Job 1:
In the article on KPMG's tax division shake-up, who is set to retire at the end of January?

Selected passage:
------------
It announces changes to its management as the IRS looks into the firm's promotion of possibly abusive tax shelters.

January 13, 2004|From Associated Press

Accounting firm KPMG on Monday announced a shake-up in the leadership of its tax division, which has been the target of Internal Revenue Service and congressional inquiries into the promotion of potentially abusive tax shelters.

KPMG Chairman and Chief Executive Eugene D. O'Kelly said Deputy Chairman Jeff Stein, formerly vice chairman of tax practices, would retire at the end of January. The firm expects to elect a successor in February.

Jeff Eischeid, partner in charge of the tax practice's personal financial planning services, has been placed on administrative leave. Richard Smith, vice chairman of tax services, will take a different job within the tax practice.

"KPMG is committed to fill our role as a responsible corporate steward," O'Kelly said. "These changes are consistent with our ongoing consideration of the firm's tax practices and procedures and reaffirm KPMG's commitment to the highest standards of professional practice and responsibility."

KPMG and other accounting firms have come under scrutiny in a broad IRS investigation into potentially abusive tax shelters. The tax code requires promoters of tax shelters to register each with the IRS before offering it for sale and to maintain a list of investors. Tax shelters, some of which are legal, are ways people and businesses can shield income from taxation or take advantage of greater tax deductions.

The Justice Department in December accused KPMG of improperly withholding documents from IRS investigators in "a concerted pattern of obstruction and noncompliance." KPMG has maintained that it has not promoted abusive tax shelters.

"Assuring that accountants and attorneys adhere to professional standards and follow the law is a cornerstone of our ongoing efforts to curb the use of abusive tax shelters by corporations and high-income individuals," IRS Commissioner Mark Everson said.

The firm's critics said they hoped the management changes signaled a new era of cooperation.

"A change in culture at KPMG is absolutely critical," said Sen. Carl Levin (D-Mich.), who held a two-day hearing into the firm's tax practices. "Our investigation revealed a culture of deception inside KPMG's tax practice. If the changes announced by KPMG today represent a real reform of that culture, they are welcome."
------------
Source records:
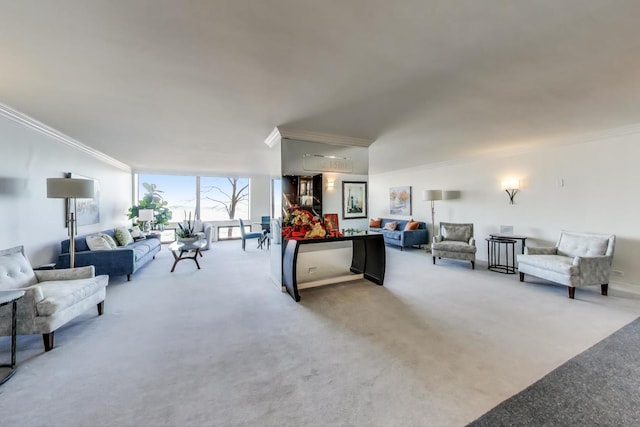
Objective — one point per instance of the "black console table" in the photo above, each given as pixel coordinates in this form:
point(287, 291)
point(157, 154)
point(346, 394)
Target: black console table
point(368, 258)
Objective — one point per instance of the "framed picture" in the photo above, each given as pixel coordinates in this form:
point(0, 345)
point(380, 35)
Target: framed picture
point(354, 199)
point(400, 200)
point(87, 210)
point(331, 223)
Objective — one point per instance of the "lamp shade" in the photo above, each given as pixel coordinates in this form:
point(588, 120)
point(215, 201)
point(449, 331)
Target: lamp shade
point(145, 214)
point(429, 195)
point(62, 188)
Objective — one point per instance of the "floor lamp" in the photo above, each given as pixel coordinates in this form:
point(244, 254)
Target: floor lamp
point(70, 188)
point(432, 196)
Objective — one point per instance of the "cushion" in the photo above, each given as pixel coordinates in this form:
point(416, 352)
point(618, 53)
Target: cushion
point(412, 225)
point(453, 246)
point(136, 232)
point(571, 244)
point(123, 236)
point(109, 240)
point(392, 225)
point(98, 243)
point(460, 233)
point(15, 272)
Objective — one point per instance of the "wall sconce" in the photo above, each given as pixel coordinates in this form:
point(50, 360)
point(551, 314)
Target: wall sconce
point(511, 186)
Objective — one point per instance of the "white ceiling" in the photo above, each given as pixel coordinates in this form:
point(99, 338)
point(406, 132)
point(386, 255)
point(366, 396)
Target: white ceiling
point(197, 86)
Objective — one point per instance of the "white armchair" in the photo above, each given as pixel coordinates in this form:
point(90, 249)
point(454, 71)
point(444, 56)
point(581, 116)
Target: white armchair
point(52, 297)
point(578, 259)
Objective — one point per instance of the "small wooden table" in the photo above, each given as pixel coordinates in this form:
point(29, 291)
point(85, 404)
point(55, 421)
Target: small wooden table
point(10, 297)
point(178, 249)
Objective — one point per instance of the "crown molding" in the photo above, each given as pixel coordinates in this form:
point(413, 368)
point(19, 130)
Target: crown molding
point(305, 135)
point(33, 124)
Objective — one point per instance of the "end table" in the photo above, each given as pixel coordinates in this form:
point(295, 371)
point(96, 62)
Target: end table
point(10, 297)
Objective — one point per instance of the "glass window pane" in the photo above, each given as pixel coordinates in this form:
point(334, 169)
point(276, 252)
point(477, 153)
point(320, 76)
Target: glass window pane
point(223, 198)
point(179, 191)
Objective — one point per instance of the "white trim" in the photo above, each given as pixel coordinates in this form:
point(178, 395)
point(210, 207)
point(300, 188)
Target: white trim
point(33, 124)
point(305, 135)
point(273, 138)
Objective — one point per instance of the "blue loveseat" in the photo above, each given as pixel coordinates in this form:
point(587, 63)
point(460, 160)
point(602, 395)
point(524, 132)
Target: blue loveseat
point(122, 260)
point(401, 237)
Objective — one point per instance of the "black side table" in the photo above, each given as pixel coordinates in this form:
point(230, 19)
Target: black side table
point(494, 258)
point(10, 297)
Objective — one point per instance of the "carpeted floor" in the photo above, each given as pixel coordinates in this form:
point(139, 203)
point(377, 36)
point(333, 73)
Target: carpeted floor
point(222, 346)
point(599, 387)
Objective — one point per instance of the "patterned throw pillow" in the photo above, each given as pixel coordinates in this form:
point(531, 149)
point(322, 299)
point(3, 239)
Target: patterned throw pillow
point(375, 222)
point(97, 243)
point(109, 240)
point(123, 236)
point(392, 225)
point(412, 225)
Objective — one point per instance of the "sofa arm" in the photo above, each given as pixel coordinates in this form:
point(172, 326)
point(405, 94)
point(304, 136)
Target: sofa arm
point(26, 309)
point(540, 251)
point(65, 274)
point(593, 270)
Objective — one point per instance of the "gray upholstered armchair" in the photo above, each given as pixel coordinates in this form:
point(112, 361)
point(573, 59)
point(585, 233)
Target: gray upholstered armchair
point(455, 241)
point(578, 259)
point(52, 297)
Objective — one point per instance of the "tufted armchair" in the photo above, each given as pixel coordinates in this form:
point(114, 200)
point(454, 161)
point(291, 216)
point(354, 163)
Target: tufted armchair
point(455, 241)
point(204, 231)
point(578, 259)
point(52, 297)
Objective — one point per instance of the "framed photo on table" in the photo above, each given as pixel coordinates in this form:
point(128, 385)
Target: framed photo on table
point(354, 199)
point(331, 223)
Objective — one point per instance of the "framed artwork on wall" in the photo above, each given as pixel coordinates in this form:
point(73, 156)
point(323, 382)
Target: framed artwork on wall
point(354, 199)
point(87, 210)
point(400, 200)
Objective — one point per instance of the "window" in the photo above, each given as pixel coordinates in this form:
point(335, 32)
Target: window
point(218, 198)
point(223, 198)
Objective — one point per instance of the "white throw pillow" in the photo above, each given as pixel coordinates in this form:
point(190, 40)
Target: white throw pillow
point(97, 243)
point(136, 232)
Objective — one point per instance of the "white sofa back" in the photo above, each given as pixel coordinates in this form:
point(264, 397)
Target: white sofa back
point(574, 244)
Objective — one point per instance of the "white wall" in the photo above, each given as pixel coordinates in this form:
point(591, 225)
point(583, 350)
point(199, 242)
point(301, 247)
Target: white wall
point(292, 153)
point(29, 218)
point(600, 195)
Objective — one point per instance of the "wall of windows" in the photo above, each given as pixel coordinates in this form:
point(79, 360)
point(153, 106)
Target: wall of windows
point(209, 198)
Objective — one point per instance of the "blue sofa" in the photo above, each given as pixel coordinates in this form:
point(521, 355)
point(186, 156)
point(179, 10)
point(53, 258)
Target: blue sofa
point(123, 260)
point(400, 237)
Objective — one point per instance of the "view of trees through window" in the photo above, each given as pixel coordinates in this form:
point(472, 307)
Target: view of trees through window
point(218, 198)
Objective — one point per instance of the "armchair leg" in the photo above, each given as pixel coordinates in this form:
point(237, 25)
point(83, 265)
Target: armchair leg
point(48, 341)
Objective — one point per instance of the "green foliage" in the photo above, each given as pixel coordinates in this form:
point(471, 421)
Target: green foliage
point(186, 230)
point(152, 199)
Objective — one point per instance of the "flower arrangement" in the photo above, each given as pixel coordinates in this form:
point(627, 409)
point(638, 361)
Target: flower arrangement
point(301, 224)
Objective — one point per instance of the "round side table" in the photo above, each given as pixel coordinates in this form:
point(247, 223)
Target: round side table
point(495, 247)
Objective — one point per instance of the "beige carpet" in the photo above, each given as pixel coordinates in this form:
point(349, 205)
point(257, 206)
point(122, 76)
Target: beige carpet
point(436, 346)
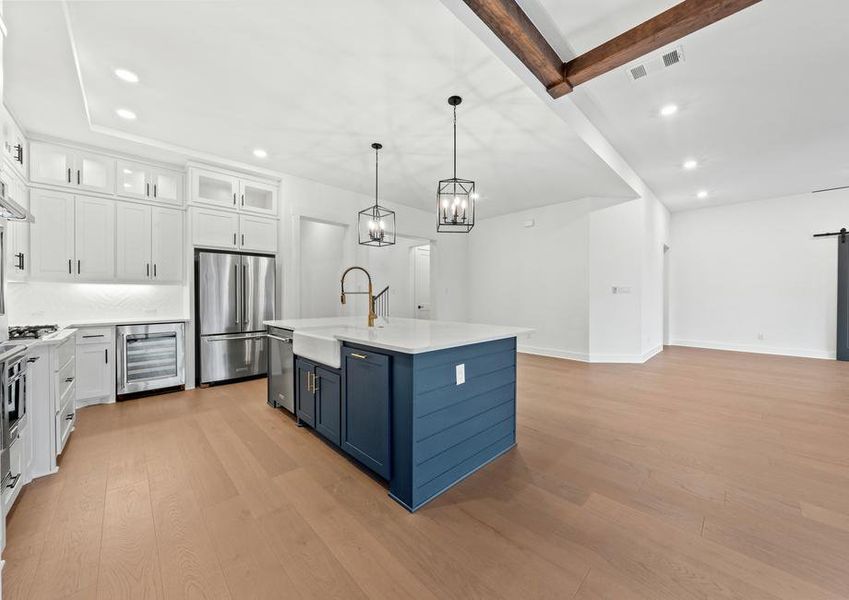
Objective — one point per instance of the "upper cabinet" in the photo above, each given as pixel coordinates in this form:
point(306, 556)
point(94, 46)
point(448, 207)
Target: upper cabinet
point(145, 182)
point(59, 165)
point(14, 144)
point(226, 190)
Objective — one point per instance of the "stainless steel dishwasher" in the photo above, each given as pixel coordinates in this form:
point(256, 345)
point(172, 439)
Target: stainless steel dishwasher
------------
Job 2:
Display each line of the rows above that contains the string "black".

Result 1:
Deputy Chairman Jeff Stein.

Result 2:
Objective — one point per instance of the "black console table" in the photo above, each given as pixel coordinates in this form:
Target: black console table
Objective — one point per instance of the "black side table" in the photo above, each given as pixel coordinates in this form:
Target: black side table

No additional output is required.